┌────────

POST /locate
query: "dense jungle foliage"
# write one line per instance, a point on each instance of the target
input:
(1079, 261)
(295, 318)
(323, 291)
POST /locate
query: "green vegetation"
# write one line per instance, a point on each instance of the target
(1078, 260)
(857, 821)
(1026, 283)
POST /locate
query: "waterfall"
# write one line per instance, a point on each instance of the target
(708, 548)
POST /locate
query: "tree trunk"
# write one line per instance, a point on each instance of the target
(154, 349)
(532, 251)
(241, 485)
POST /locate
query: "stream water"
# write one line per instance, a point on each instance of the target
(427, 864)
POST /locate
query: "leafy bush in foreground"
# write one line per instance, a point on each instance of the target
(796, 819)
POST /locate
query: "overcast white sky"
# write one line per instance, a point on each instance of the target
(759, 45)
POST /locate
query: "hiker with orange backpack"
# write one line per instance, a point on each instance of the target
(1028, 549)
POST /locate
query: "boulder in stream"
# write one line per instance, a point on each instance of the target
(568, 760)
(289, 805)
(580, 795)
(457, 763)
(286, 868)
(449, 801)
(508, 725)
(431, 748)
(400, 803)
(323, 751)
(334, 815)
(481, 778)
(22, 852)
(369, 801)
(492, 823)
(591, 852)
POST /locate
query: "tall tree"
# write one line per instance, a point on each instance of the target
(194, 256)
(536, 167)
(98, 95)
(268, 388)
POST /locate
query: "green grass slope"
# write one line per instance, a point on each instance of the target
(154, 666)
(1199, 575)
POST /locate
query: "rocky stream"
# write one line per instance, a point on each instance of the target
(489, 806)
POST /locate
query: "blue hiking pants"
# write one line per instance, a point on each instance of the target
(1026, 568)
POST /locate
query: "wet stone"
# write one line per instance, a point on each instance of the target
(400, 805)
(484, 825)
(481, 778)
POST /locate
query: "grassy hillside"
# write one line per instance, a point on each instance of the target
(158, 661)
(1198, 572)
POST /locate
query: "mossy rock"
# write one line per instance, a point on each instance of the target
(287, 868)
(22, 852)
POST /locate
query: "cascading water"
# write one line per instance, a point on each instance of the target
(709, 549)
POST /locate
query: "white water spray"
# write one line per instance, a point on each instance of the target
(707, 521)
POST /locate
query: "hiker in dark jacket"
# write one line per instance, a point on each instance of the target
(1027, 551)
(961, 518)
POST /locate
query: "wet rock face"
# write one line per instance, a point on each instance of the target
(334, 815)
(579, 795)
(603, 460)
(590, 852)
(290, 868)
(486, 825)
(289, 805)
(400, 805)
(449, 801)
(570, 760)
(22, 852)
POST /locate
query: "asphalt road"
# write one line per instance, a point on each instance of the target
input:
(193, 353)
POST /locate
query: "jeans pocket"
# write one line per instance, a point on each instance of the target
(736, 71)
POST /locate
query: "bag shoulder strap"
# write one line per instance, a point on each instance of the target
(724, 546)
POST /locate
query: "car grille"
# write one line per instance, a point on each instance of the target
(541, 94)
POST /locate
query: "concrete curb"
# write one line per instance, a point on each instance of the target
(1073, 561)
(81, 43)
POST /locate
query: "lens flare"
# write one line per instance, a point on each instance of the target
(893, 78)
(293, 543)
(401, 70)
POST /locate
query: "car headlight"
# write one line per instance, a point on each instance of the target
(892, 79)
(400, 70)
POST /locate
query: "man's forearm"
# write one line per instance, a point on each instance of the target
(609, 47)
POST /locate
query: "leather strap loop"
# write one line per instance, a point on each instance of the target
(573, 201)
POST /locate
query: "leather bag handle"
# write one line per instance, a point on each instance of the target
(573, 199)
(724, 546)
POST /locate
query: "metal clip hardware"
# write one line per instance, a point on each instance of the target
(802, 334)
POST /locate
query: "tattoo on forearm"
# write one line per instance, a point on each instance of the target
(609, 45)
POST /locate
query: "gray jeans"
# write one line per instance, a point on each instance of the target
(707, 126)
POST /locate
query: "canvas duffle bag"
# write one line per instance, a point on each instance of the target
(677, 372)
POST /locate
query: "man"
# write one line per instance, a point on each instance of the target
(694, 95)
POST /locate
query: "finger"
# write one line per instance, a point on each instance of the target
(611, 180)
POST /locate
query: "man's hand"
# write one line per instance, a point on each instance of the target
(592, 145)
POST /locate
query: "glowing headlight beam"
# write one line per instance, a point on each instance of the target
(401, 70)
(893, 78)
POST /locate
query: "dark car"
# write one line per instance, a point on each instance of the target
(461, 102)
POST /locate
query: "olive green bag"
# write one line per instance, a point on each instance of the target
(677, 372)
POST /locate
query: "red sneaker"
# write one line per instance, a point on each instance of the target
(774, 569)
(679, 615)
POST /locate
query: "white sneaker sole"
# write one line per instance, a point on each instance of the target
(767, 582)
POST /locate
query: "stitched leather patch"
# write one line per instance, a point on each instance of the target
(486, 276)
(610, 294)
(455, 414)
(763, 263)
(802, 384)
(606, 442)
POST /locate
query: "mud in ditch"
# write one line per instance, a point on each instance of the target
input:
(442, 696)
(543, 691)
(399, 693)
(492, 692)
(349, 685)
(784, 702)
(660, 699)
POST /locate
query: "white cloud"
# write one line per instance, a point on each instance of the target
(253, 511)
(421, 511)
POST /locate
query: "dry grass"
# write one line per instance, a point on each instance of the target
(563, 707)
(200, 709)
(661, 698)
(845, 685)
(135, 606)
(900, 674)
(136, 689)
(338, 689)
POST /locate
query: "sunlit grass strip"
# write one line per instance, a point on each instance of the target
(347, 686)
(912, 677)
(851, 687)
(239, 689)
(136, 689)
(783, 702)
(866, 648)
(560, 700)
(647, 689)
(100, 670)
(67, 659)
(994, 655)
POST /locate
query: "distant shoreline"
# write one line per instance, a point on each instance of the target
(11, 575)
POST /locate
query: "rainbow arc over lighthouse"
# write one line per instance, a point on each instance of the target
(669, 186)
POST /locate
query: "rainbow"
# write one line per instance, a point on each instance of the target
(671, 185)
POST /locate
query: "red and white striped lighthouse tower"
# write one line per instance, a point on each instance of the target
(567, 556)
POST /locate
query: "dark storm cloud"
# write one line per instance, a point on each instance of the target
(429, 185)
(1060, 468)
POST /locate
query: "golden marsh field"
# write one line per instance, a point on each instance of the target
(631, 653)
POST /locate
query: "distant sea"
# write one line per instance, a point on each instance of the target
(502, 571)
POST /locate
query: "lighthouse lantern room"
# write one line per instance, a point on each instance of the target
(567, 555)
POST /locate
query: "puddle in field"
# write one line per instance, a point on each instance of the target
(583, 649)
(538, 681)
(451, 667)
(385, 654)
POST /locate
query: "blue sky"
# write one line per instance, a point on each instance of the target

└────────

The task → Write out every record verbatim.

Worked answer →
POST /locate
query: "dense jungle foliage"
# write one line per instance, a point on each instance of the target
input:
(1079, 261)
(295, 318)
(323, 291)
POST /locate
query: "green vegetation"
# write one line per instance, a point on each instance of the target
(1078, 260)
(857, 821)
(1026, 283)
POST /locate
query: "waterfall"
# write one line per instance, a point on each instance of the target
(708, 548)
POST /locate
query: "tree trunk"
# write one line per instance, a point on each instance of the target
(154, 349)
(532, 251)
(241, 485)
POST /locate
query: "stream water"
# write one line per instance, a point on each instance of the target
(427, 864)
POST /locate
query: "leafy bush in foreground"
# write one line per instance, a point on each instance of the target
(796, 819)
POST /locate
query: "overcast white sky"
# write one line per instance, a point on each instance of the target
(759, 45)
POST /locate
query: "hiker with orange backpack"
# write one line per instance, a point on each instance of the target
(1028, 549)
POST /locate
query: "boulder in stream"
# write one line per instance, a point on each instance of the target
(568, 760)
(289, 805)
(580, 795)
(457, 763)
(286, 868)
(449, 801)
(508, 725)
(431, 748)
(400, 803)
(323, 751)
(334, 815)
(481, 778)
(22, 852)
(369, 801)
(492, 823)
(591, 852)
POST /locate
query: "tall tree"
# write one line per instance, a point on each instance of the target
(194, 256)
(536, 167)
(98, 95)
(268, 388)
POST /locate
query: "green grass slope"
# write one line per instance, a point on each instance of the target
(154, 666)
(1199, 575)
POST /locate
query: "rocky stream"
# write one line per instance, a point on each instance of the target
(489, 806)
POST /locate
query: "blue hiking pants"
# write one line per instance, a point on each instance of the target
(1026, 568)
POST /locate
query: "wet stone"
# write one line per instance, a point on each instance of the target
(400, 805)
(484, 825)
(481, 778)
POST /locate
query: "grassy hillside"
# write one line per instance, a point on each instance of the target
(158, 661)
(1198, 572)
POST /locate
query: "mossy rock"
# write one line per instance, a point on each instance of the target
(287, 868)
(22, 852)
POST /locate
query: "cascading water"
# write one line per instance, a point on each instance of the target
(709, 549)
POST /locate
query: "white water spray"
# write one line per instance, a point on each instance of the target
(707, 521)
POST /locate
query: "hiker in dark jacket"
# write one line per instance, a point on each instance of the target
(1027, 551)
(961, 518)
POST /locate
query: "wet rock face"
# write one line per instance, a point on each instance of the target
(334, 815)
(579, 795)
(603, 460)
(590, 852)
(290, 868)
(486, 825)
(289, 805)
(400, 805)
(449, 801)
(570, 760)
(22, 852)
POST /locate
query: "asphalt road"
# write one line per instance, a point on each instance of the target
input:
(193, 353)
POST /locate
query: "jeans pocket"
# write one line per instance, a point on each instance of the target
(736, 71)
POST /locate
query: "bag shoulder strap"
# write one line per instance, a point on each instance of the target
(724, 546)
POST /locate
query: "car grille"
# write one line per instance, a point on each instance of the target
(541, 94)
POST /locate
query: "concrete curb"
# write one line per instance, a point on each instance of the target
(1073, 561)
(81, 43)
POST /locate
query: "lens flare"
# write one line per instance, a point on each instance of the target
(893, 78)
(293, 543)
(401, 70)
POST /locate
query: "car headlight"
# write one line per instance, a point on each instance of the target
(892, 79)
(400, 70)
POST /locate
query: "man's forearm"
# write one line per instance, a point on each instance of the target
(609, 47)
POST /locate
query: "leather strap loop"
# write one line per instance, a point on each instance of the target
(573, 201)
POST /locate
query: "leather bag handle"
# write one line per instance, a point on each instance of the target
(573, 199)
(724, 546)
POST /locate
query: "metal clip hardware"
# write one line per instance, a point on each instance of the target
(802, 334)
POST /locate
query: "tattoo on forearm"
# write one line per instance, a point on each instance of the target
(609, 45)
POST /locate
query: "gray jeans"
# write one line per instance, a point on each instance of the target
(707, 126)
POST /locate
query: "canvas duffle bag"
# write one line per instance, a point on each instance of the target
(677, 372)
POST /locate
query: "man"
# write one line per instance, a point on each instance of the target
(694, 95)
POST /locate
query: "finger"
# write one line per instance, a point on each instance of the target
(611, 180)
POST /locate
query: "man's hand"
# write one line per instance, a point on each instance of the target
(592, 145)
POST /locate
query: "glowing headlight beam"
# write one line per instance, a point on each instance of the target
(401, 70)
(893, 78)
POST /locate
query: "dark car"
# write one line per instance, a point on each instance of the target
(461, 102)
POST /locate
query: "olive green bag"
# write one line per instance, a point on each instance of the target
(677, 372)
POST /locate
query: "red sneaker"
# write one line per instance, a point on each instance of the target
(774, 569)
(679, 615)
POST /locate
query: "white sneaker sole"
# write one line per instance, a point on each instance of the target
(767, 582)
POST /locate
query: "stitched leather patch"
# write one line per instance, a point on each instance of the target
(486, 276)
(610, 294)
(455, 414)
(763, 263)
(802, 384)
(606, 442)
POST /locate
query: "mud in ditch"
# write one line per instance, a point on each instance of the target
input:
(442, 696)
(543, 691)
(399, 693)
(492, 692)
(349, 685)
(784, 702)
(660, 699)
POST /locate
query: "white cloud"
# write one line per instance, a point on each instance of the target
(253, 511)
(421, 511)
POST /locate
query: "dry grass"
# write one line per instance, a point on each instance of the target
(563, 707)
(200, 709)
(661, 698)
(845, 685)
(135, 606)
(900, 674)
(136, 689)
(338, 689)
POST /locate
query: "sunlit grass strip"
# write one line per instance, a point on each instance of the target
(347, 686)
(912, 677)
(851, 687)
(239, 689)
(136, 689)
(783, 702)
(866, 648)
(560, 700)
(647, 689)
(100, 670)
(67, 659)
(994, 655)
POST /locate
query: "distant shoreline"
# write one line per instance, a point on each instance of the target
(11, 575)
POST /locate
query: "rainbow arc over lighthouse"
# write one line per instance, a point on each instance of the target
(669, 186)
POST /locate
query: "rainbow"
# write one line per instance, a point on each instance of the target
(671, 185)
POST /locate
query: "red and white striped lighthouse tower"
# write one line per instance, a point on each instance of the target
(567, 556)
POST /locate
query: "dark storm cloud"
# write one line per instance, a point on each instance of the target
(429, 185)
(1060, 468)
POST /locate
query: "golden marsh field"
# write one line per instance, a point on each instance of the target
(631, 653)
POST /locate
query: "distant sea"
# write one line per instance, a point on each instance of the target
(502, 571)
POST /locate
query: "lighthouse lantern room"
# write one line per instance, a point on each instance of the target
(567, 555)
POST /locate
query: "puddle in field"
# write one line per instance, a point on each instance of the target
(583, 649)
(538, 681)
(451, 667)
(385, 654)
POST /locate
query: "blue sky"
# write one line per instance, a point on each instance of the target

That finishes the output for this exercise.